Task to complete ▸ Locate each line in the items below that contains the string "target", and copy those lines out in full.

Material provided ▸
* * * * * * *

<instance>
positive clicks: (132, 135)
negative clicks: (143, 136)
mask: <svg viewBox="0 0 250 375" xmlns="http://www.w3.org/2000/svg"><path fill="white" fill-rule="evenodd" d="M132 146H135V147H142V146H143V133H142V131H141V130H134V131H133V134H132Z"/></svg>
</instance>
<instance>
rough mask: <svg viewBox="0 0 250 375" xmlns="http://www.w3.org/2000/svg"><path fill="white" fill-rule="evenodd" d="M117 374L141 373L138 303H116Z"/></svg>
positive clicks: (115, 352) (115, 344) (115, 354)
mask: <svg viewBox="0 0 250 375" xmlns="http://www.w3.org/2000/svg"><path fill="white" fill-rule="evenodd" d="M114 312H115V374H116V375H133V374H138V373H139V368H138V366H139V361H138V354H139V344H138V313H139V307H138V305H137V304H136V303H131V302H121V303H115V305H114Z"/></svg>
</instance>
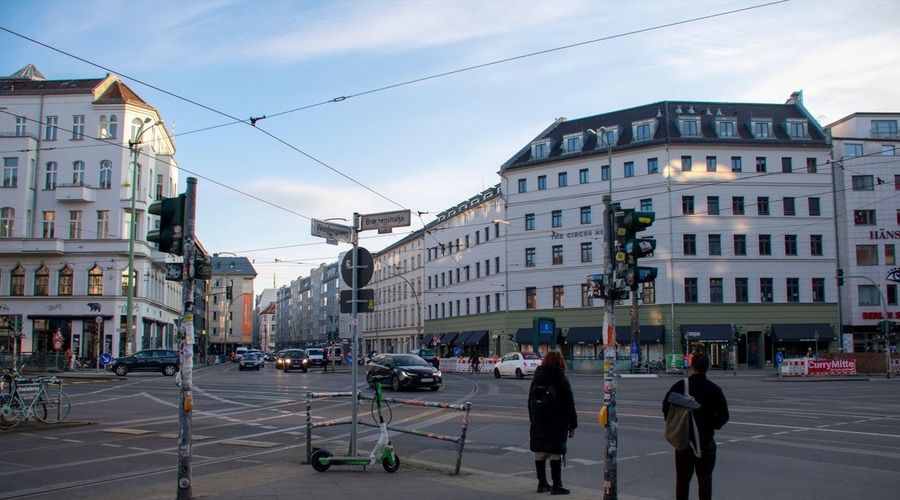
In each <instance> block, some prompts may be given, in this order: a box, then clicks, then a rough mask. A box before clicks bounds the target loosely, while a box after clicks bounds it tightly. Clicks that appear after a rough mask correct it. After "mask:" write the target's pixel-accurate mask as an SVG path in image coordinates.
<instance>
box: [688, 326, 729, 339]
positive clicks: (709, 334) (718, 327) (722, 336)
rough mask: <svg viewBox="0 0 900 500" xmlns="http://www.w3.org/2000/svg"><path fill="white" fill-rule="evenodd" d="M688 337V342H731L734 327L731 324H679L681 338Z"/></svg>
mask: <svg viewBox="0 0 900 500" xmlns="http://www.w3.org/2000/svg"><path fill="white" fill-rule="evenodd" d="M695 334H696V335H695ZM685 337H688V340H689V341H690V342H731V341H732V340H734V329H733V328H732V327H731V325H729V324H727V323H725V324H719V325H681V339H682V341H684V339H685Z"/></svg>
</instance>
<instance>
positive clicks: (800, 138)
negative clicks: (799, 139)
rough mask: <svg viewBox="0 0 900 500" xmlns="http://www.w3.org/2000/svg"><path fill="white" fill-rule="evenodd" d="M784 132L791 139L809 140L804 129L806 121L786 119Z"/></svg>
mask: <svg viewBox="0 0 900 500" xmlns="http://www.w3.org/2000/svg"><path fill="white" fill-rule="evenodd" d="M784 129H785V132H787V133H788V136H789V137H790V138H791V139H809V133H808V132H807V128H806V120H801V119H797V118H788V120H787V121H786V122H785V124H784Z"/></svg>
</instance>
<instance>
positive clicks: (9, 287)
mask: <svg viewBox="0 0 900 500" xmlns="http://www.w3.org/2000/svg"><path fill="white" fill-rule="evenodd" d="M9 294H10V295H25V268H24V267H22V266H21V265H16V268H15V269H13V272H12V274H11V275H10V281H9Z"/></svg>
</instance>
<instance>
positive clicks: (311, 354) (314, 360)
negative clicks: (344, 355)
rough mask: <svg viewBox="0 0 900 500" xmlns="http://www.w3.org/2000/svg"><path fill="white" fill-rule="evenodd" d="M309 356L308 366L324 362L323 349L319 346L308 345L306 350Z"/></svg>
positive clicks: (310, 365)
mask: <svg viewBox="0 0 900 500" xmlns="http://www.w3.org/2000/svg"><path fill="white" fill-rule="evenodd" d="M306 356H307V357H309V366H322V365H324V364H325V350H324V349H322V348H321V347H310V348H309V349H307V350H306Z"/></svg>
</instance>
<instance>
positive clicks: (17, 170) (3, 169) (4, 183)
mask: <svg viewBox="0 0 900 500" xmlns="http://www.w3.org/2000/svg"><path fill="white" fill-rule="evenodd" d="M18 185H19V158H18V157H7V158H4V159H3V187H16V186H18Z"/></svg>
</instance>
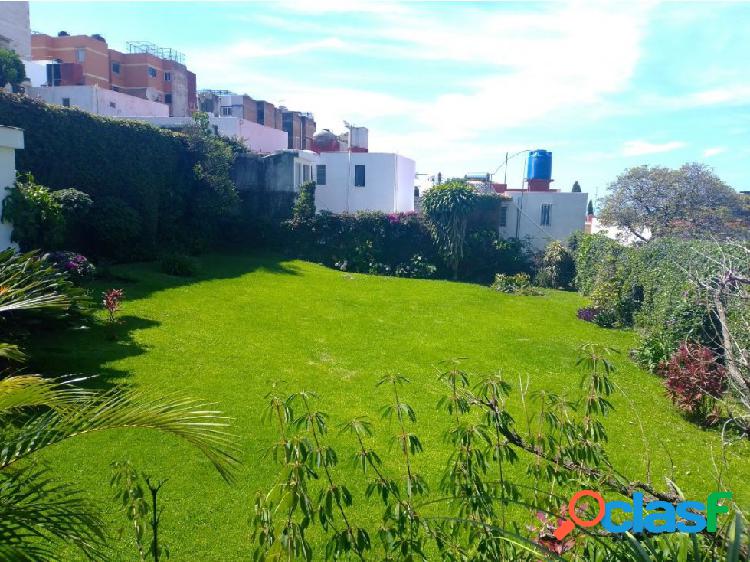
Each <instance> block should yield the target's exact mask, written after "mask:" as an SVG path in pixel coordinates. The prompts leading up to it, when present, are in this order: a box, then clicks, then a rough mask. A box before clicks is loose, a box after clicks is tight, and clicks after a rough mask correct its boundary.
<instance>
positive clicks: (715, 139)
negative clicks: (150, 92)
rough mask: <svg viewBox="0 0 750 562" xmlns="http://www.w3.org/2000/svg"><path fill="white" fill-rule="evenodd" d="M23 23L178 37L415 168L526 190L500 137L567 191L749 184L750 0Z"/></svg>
mask: <svg viewBox="0 0 750 562" xmlns="http://www.w3.org/2000/svg"><path fill="white" fill-rule="evenodd" d="M31 27H32V29H33V30H34V31H39V32H43V33H50V34H54V33H57V32H58V31H60V30H65V31H67V32H69V33H71V34H92V33H100V34H102V35H103V36H104V37H105V38H106V40H107V42H108V43H109V46H110V48H114V49H120V50H124V49H125V43H126V41H128V40H143V41H151V42H153V43H156V44H158V45H160V46H163V47H172V48H174V49H177V50H179V51H182V52H183V53H185V55H186V63H187V66H188V68H189V69H190V70H192V71H193V72H195V73H196V75H197V81H198V88H199V89H202V88H211V89H225V90H231V91H234V92H236V93H247V94H249V95H250V96H252V97H254V98H256V99H266V100H268V101H271V102H272V103H276V104H277V105H278V104H283V105H286V106H287V107H289V108H290V109H295V110H299V111H310V112H312V113H313V114H314V115H315V119H316V122H317V128H318V130H321V129H324V128H328V129H331V130H334V131H336V132H341V131H342V130H344V124H343V122H344V120H346V121H348V122H350V123H353V124H356V125H363V126H366V127H368V128H369V130H370V150H371V151H382V152H398V153H400V154H403V155H405V156H408V157H410V158H413V159H414V160H416V163H417V171H418V172H419V173H423V174H435V173H437V172H438V171H440V172H442V173H443V176H444V177H451V176H453V177H455V176H461V177H462V176H463V175H464V174H467V173H484V172H490V173H493V172H495V171H496V170H497V174H496V175H495V179H496V181H503V178H505V177H506V175H505V174H506V173H507V182H508V184H509V187H520V184H521V181H522V179H523V170H524V157H525V156H524V154H521V155H519V156H516V157H515V158H512V159H511V160H510V162H509V164H508V167H507V172H506V169H505V168H504V167H502V166H501V164H503V163H504V160H505V154H506V152H509V153H511V154H514V153H516V152H519V151H523V150H527V149H537V148H541V149H546V150H550V151H551V152H552V153H553V178H554V179H555V183H553V187H556V188H559V189H561V190H564V191H567V190H569V189H570V188H571V186H572V184H573V182H574V181H576V180H577V181H578V182H579V183H580V185H581V187H582V188H583V191H584V192H588V193H590V194H591V195H592V196H598V197H601V196H602V195H603V194H604V193H605V192H606V189H607V186H608V185H609V184H610V183H611V182H612V181H613V180H614V179H615V178H616V177H617V175H618V174H620V173H622V172H623V171H624V170H625V169H627V168H629V167H631V166H637V165H641V164H648V165H661V166H669V167H677V166H679V165H681V164H682V163H685V162H703V163H705V164H707V165H709V166H711V167H712V168H713V169H714V170H715V171H716V173H717V174H718V175H719V176H720V177H721V178H722V179H723V180H724V181H725V182H727V183H728V184H729V185H731V186H732V187H734V188H735V189H741V190H750V179H748V173H750V166H748V163H750V39H748V37H750V36H749V35H748V30H750V3H741V2H735V3H723V2H703V3H700V2H690V3H684V2H683V3H679V2H656V1H646V2H638V1H636V0H629V1H621V2H605V1H598V2H579V1H571V2H554V3H534V2H519V3H512V2H500V3H489V2H488V3H453V2H445V3H429V2H419V3H416V2H394V3H391V2H387V3H386V2H375V1H369V2H368V1H359V0H346V1H342V2H337V1H331V0H315V1H312V2H303V1H288V2H283V1H282V2H249V3H240V2H234V3H218V2H216V3H214V2H190V3H176V2H164V3H160V2H154V3H139V2H128V3H124V2H121V3H118V2H99V3H96V4H94V3H86V2H64V3H63V2H61V3H52V2H35V1H32V2H31ZM498 168H499V170H498Z"/></svg>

* * * * * * *

Task response ▸
In each <instance> block, some prompts may be given, in this order: a box, then clicks, then a rough mask. A box before clicks bounds the target loosely, while a box after clicks bounds it tightly. Clicks that appear after a rough mask correct it. After "mask:" write the target's pixel-accurate mask as an SVG path in image coordinates.
Each <instance> block should yield the target's exact mask, written after "mask:" as an SVG path in pixel coordinates. The prompts leading up to it, when present, are in this order: a box, then clicks, then a rough mask. A box before clicks is loose, a box after clicks is tight, and clicks after a rough mask correct its boundary.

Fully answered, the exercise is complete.